• **What you need to do**:
1. The passage on the UM sewage sludge recovery system mentions two Chinese patents. In one to three sentences, explain what the research team received those patents for, as the passage states.
2. Continue the passage on the UM sewage sludge recovery system from its final sentence.

A research team at UM has developed a system to recover high-value resources from sewage sludge produced by municipal sewage treatment plants. The system was introduced to the Macao public during the Science and Technology Week 2021 cum Exhibition of Achievements in Science and Technology Innovation, which was organised by the Science and Technology Development Fund of Macao (FDCT) and supported by the Ministry of Science and Technology. The system can extract industrial-grade sulfated polysaccharides from residual sludge of secondary clarifiers in sewage treatment plants. The extract can be broken down into useful substances such as industrial-grade sodium alginate, carrageenan, and potassium alginate. The team, which has received two Chinese patents for developing the system, has been in talks with several environmental engineering companies and venture capital firms about collaboration through UM’s Research Services and Knowledge Transfer Office (RSKTO).

• **Information**:
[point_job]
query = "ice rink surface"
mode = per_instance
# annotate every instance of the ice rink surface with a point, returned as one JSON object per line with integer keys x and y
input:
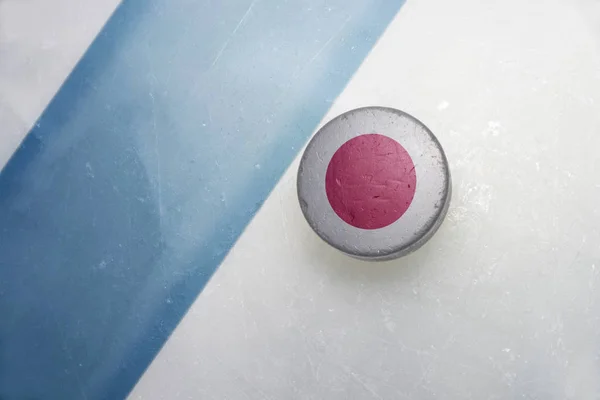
{"x": 502, "y": 303}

• **Answers to this exercise**:
1. The team received the two Chinese patents for developing its system, which recovers high-value resources from municipal sewage sludge by extracting industrial-grade sulfated polysaccharides from the residual sludge of secondary clarifiers.

2.
In terms of technical maturity, the system has reached level 6 of the Technology Readiness Level (TRL), and tests conducted by an industrial partner have shown that the polysaccharides extracted by the system not only meet the Chinese quality standards for industrial-grade products; they can also produce algae products with the same degree of purity as those available on the market. The global demand for industrial-grade sulfated polysaccharides is growing rapidly, reaching USD 15.43 billion in 2021 alone. This contrasts with an acute shortage of conventional medical-grade sulfated polysaccharides, which are difficult and time-consuming to produce. ‘Our system can be used at a wide range of urban sewage treatment plants. If the system treats 100 tons of sewage sludge per day, we can obtain about 1,300 tons of sulfated polysaccharides in a year,’ says Hao Tianwei, head of the research team for the project. He is also an assistant professor at the Centre for Regional Oceans (CRO) and the Department of Civil and Environmental Engineering. ‘If we sell the polysaccharides at 60 per cent of the current market price for industrial-grade products, our annual revenue could exceed RMB 10.4 million.’
Through the CRO, Prof Hao’s team has continuously refined the process of extracting sulfated polysaccharides from sewage sludge in order to obtain medical-grade products. He points out that since 1987, when scientists discovered that sulfated polysaccharides could inhibit HIV, more potential functions of the polysaccharides have been revealed, such as the treatment of blood clots, immune inflammation, and tumours. ‘We have confirmed that sulfated polysaccharides extracted from sewage sludge have anti-tumour and anticoagulant effects,’ says Prof Hao.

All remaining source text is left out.